**LISTED ENTRIES:**
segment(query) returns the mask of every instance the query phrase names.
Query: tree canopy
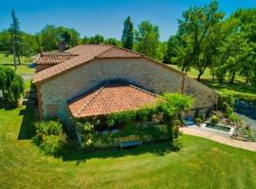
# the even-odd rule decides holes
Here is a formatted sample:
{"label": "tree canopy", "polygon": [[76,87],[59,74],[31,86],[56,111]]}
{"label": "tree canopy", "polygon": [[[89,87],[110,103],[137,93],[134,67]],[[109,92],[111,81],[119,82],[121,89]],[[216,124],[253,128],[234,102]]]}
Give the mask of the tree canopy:
{"label": "tree canopy", "polygon": [[128,49],[133,49],[134,46],[134,24],[130,16],[123,23],[121,44]]}
{"label": "tree canopy", "polygon": [[159,29],[149,21],[142,21],[136,31],[136,50],[155,59],[159,45]]}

**TASK PROMPT:**
Lay out the entries above as a two-column CSV with the headers "prompt" and "mask", giving one row per entry with its text and its answer. Put each value in a single quoted field, replace line breaks with spaces, and leave the pictures out.

**SOLUTION TO THIS EXERCISE:**
prompt,mask
"segment(query) returns the mask of every instance the query phrase names. Query: tree canopy # the even-odd rule decides holes Here is a formatted sample: {""label"": ""tree canopy"", ""polygon"": [[76,87],[59,74],[31,86],[56,111]]} {""label"": ""tree canopy"", ""polygon"": [[[89,87],[110,103],[137,93],[134,67]],[[109,92],[111,81],[119,82],[121,89]],[[216,124],[253,128],[234,102]]]} Give the mask of the tree canopy:","{""label"": ""tree canopy"", ""polygon"": [[128,49],[133,49],[134,46],[134,24],[130,16],[123,23],[121,44]]} {""label"": ""tree canopy"", ""polygon"": [[159,29],[149,21],[142,21],[136,31],[136,50],[155,59],[159,45]]}"